■ **Exercise**:
Reproduce the records below exactly as they appear.
**********
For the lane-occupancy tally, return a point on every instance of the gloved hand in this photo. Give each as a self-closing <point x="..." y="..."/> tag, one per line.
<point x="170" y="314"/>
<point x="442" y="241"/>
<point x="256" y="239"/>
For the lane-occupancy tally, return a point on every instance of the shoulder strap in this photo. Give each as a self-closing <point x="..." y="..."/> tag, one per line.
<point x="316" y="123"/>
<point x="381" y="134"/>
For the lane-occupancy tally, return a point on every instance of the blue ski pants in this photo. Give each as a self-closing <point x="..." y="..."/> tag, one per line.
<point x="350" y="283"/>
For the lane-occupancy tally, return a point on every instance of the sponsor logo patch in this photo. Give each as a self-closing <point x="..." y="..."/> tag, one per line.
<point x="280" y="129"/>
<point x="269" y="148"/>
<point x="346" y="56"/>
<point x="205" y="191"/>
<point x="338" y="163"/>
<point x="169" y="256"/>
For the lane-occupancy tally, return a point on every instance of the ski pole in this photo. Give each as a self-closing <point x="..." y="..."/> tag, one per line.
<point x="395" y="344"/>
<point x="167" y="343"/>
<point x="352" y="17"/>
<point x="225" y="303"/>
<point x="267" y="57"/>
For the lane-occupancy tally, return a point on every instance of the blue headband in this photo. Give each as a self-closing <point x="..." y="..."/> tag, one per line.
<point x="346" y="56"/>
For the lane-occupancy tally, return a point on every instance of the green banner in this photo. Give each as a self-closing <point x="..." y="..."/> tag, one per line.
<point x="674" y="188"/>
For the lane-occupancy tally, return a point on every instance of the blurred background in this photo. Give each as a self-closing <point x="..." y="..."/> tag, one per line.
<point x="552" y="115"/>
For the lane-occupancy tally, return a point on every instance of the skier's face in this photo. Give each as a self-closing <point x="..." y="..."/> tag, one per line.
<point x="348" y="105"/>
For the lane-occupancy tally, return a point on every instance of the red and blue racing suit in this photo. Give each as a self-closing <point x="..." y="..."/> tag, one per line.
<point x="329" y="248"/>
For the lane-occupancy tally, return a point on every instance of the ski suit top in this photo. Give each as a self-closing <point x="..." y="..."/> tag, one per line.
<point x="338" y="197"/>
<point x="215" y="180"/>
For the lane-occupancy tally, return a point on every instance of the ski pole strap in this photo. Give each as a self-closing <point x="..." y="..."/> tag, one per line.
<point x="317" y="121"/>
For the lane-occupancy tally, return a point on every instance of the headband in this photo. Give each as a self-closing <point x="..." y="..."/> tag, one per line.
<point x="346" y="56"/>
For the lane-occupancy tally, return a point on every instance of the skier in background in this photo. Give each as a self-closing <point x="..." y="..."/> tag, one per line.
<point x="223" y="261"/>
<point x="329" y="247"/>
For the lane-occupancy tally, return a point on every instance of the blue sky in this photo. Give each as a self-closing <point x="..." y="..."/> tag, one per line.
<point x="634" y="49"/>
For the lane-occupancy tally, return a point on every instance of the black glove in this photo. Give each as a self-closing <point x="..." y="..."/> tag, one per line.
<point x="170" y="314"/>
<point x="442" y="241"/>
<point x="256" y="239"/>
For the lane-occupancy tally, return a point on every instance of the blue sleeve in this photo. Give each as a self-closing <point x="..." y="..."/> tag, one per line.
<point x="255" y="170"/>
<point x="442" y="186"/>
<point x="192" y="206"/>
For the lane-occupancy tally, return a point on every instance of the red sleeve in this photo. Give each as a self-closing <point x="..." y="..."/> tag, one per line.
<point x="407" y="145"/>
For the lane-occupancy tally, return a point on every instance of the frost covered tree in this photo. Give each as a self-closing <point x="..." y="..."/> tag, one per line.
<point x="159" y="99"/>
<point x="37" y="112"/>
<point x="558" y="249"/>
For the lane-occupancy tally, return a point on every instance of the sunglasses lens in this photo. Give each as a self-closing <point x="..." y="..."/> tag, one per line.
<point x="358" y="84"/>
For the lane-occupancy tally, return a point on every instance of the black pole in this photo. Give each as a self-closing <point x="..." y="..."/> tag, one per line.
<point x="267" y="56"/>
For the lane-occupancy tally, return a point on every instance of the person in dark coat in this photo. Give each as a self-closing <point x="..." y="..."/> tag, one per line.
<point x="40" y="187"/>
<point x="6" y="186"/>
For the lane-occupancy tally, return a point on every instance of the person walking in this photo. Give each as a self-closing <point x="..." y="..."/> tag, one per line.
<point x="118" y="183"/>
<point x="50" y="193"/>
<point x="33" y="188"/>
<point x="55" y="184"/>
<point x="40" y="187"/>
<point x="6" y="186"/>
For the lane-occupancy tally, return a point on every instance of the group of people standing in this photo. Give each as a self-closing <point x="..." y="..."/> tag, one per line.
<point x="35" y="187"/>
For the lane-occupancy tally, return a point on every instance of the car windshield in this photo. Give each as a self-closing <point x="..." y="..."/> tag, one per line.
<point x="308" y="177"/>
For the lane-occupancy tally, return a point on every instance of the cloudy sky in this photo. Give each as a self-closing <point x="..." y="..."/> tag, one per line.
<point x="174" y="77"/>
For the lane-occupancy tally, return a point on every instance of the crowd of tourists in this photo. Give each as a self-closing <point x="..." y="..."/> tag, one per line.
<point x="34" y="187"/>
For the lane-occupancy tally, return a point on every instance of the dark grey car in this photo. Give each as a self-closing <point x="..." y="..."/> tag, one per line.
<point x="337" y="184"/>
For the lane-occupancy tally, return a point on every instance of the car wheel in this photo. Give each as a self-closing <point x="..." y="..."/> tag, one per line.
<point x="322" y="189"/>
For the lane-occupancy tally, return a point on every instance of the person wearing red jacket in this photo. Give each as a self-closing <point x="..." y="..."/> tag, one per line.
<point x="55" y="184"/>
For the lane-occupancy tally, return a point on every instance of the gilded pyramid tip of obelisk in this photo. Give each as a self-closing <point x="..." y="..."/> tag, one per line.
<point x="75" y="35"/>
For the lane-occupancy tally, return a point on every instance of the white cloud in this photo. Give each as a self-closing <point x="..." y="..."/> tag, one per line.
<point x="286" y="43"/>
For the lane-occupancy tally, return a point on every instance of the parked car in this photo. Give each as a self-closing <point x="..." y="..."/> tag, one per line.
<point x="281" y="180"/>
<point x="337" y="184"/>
**********
■ **Answer**:
For the lane-occupancy tally, return a point on every instance of the gloved hand in this photo. Give each as a self-closing <point x="..." y="..."/> tag, one per line.
<point x="170" y="314"/>
<point x="442" y="241"/>
<point x="256" y="239"/>
For the lane-occupancy tally, return a point on every instance of the shoulder strap in this photo. Give each as a self-closing <point x="..." y="..."/> tag, one per line.
<point x="316" y="123"/>
<point x="381" y="134"/>
For the lane-occupancy tally, return a point on every instance of the blue ski pants in this photo. Give each as a self-closing <point x="..." y="..."/> tag, one per line.
<point x="350" y="283"/>
For the lane-occupancy tally, return a point on every instance of the sponsor logo patch in this photo. Give each as a self-closing <point x="..." y="..."/> tag, one per line.
<point x="280" y="129"/>
<point x="269" y="148"/>
<point x="346" y="56"/>
<point x="205" y="191"/>
<point x="338" y="163"/>
<point x="169" y="256"/>
For the lane-occupancy tally, return a point on every instance of the ski pole in this photo. Give each as a self-closing <point x="..." y="..."/> tag, one per line.
<point x="395" y="344"/>
<point x="167" y="343"/>
<point x="352" y="17"/>
<point x="225" y="303"/>
<point x="267" y="57"/>
For the lane-occupancy tally, return a point on every instance of the blue headband in this photo. Give each as a self-closing <point x="..." y="..."/> tag, one per line.
<point x="346" y="56"/>
For the lane-occupancy tally, return a point on every instance of the green banner in this photo. Give each as a self-closing <point x="..." y="..."/> tag, one per line.
<point x="674" y="188"/>
For the lane-occupancy tally, return a point on every instance of the blurred background in this photo. Give each as a self-closing <point x="..." y="..."/> tag, one per line.
<point x="552" y="115"/>
For the lane-occupancy tally, return a point on every instance of the skier's face in this photo. Give each as a self-closing <point x="..." y="..."/> tag, one per line.
<point x="348" y="105"/>
For the lane-occupancy tally, return a point on every instance of the red and blue racing suit in this photo. Give each as a self-closing <point x="..." y="..."/> tag, one per line.
<point x="329" y="248"/>
For the lane-occupancy tally, return a point on every instance of the ski suit top in this photo. Give each as a self-closing <point x="..." y="..."/> tag, one per line.
<point x="338" y="197"/>
<point x="215" y="180"/>
For the lane-occupancy tally, return a point on every instance of the ski pole strap in this photo. Give each as a self-closing <point x="..." y="..."/> tag, one per line.
<point x="317" y="121"/>
For the lane-occupancy tally, return a point on every instance of the headband in this photo. Give each as a self-closing <point x="..." y="..."/> tag, one per line.
<point x="346" y="56"/>
For the lane-occupancy tally, return a point on every instance of the skier in background in this photo. Give each as a self-closing <point x="..." y="..."/> tag, one per line.
<point x="223" y="261"/>
<point x="329" y="247"/>
For the lane-occupancy tally, return a point on every instance of the blue sky in this photo. Give each as a self-closing <point x="..." y="..."/> tag, one per line.
<point x="634" y="49"/>
For the lane-occupancy tally, return a point on every instance of the black glove in this photo. Give each as a self-closing <point x="..." y="..."/> tag, one per line.
<point x="170" y="314"/>
<point x="442" y="241"/>
<point x="256" y="239"/>
For the lane-occupancy tally, return a point on every instance of the blue sleeve in this photo. Give each as a self-closing <point x="..." y="..."/> tag, one per line.
<point x="255" y="170"/>
<point x="442" y="186"/>
<point x="192" y="206"/>
For the lane-occupancy tally, return a point on every instance of the red sleeve in this photo. Give each as a self-closing <point x="..." y="..."/> tag, one per line.
<point x="407" y="145"/>
For the lane-occupancy tally, return a point on every instance of the frost covered tree in this photo. Give each as a self-closing <point x="..." y="..."/> tag, one per line.
<point x="159" y="99"/>
<point x="37" y="112"/>
<point x="558" y="249"/>
For the lane-occupancy tally, return a point on every instance of the sunglasses lens in this photo. Give each as a self-closing <point x="..." y="..."/> tag, one per line.
<point x="358" y="84"/>
For the lane-occupancy tally, return a point on every instance of the black pole in this photo. Give each as a self-closing <point x="..." y="..."/> tag, one per line.
<point x="267" y="56"/>
For the lane-occupancy tally, return a point on every instance of the person in dark coat in this photo. Give each as a self-closing <point x="..." y="..."/> tag, one per line.
<point x="40" y="187"/>
<point x="6" y="186"/>
For the lane-occupancy tally, return a point on every instance of the person walking in this photo. Give each as a self-closing <point x="..." y="..."/> tag, one per line.
<point x="118" y="183"/>
<point x="50" y="193"/>
<point x="33" y="188"/>
<point x="55" y="184"/>
<point x="40" y="187"/>
<point x="6" y="186"/>
For the lane-occupancy tally, return a point on every instance of the group of people standing in this photo. Give each as a self-closing <point x="..." y="..."/> tag, one per line.
<point x="35" y="187"/>
For the lane-occupancy tally, return a point on every instance of the car windshield in this photo. Give each as a self-closing <point x="..." y="..."/> tag, one per line.
<point x="308" y="177"/>
For the lane-occupancy tally, return a point on every instance of the cloudy sky in this photo. Give each as a self-closing <point x="..." y="..."/> tag, one per line.
<point x="174" y="77"/>
For the lane-occupancy tally, return a point on every instance of the crowd of tourists in this photo. Give each as a self-closing <point x="..." y="..."/> tag, one per line.
<point x="34" y="187"/>
For the lane-occupancy tally, return a point on every instance of the dark grey car in this photo. Give each as a self-closing <point x="..." y="..."/> tag, one per line.
<point x="337" y="184"/>
For the lane-occupancy tally, return a point on every instance of the car wheel in this photo. Give each as a self-closing <point x="..." y="..."/> tag, one per line.
<point x="322" y="189"/>
For the lane-occupancy tally, return a point on every instance of the person wearing red jacket in this photo. Give each as a self-closing <point x="..." y="..."/> tag, one per line.
<point x="55" y="184"/>
For the lane-occupancy tally, return a point on every instance of the gilded pyramid tip of obelisk in this photo. Give each as a self-closing <point x="..." y="..."/> tag, one per line.
<point x="75" y="35"/>
For the lane-occupancy tally, return a point on every instance of the white cloud in this photo. Give each as a self-closing <point x="..." y="..."/> tag, one per line.
<point x="286" y="43"/>
For the lane-occupancy tally, return a point on every instance of the parked car in this photo. Give each as a self-closing <point x="..." y="..."/> tag, one per line.
<point x="281" y="180"/>
<point x="337" y="184"/>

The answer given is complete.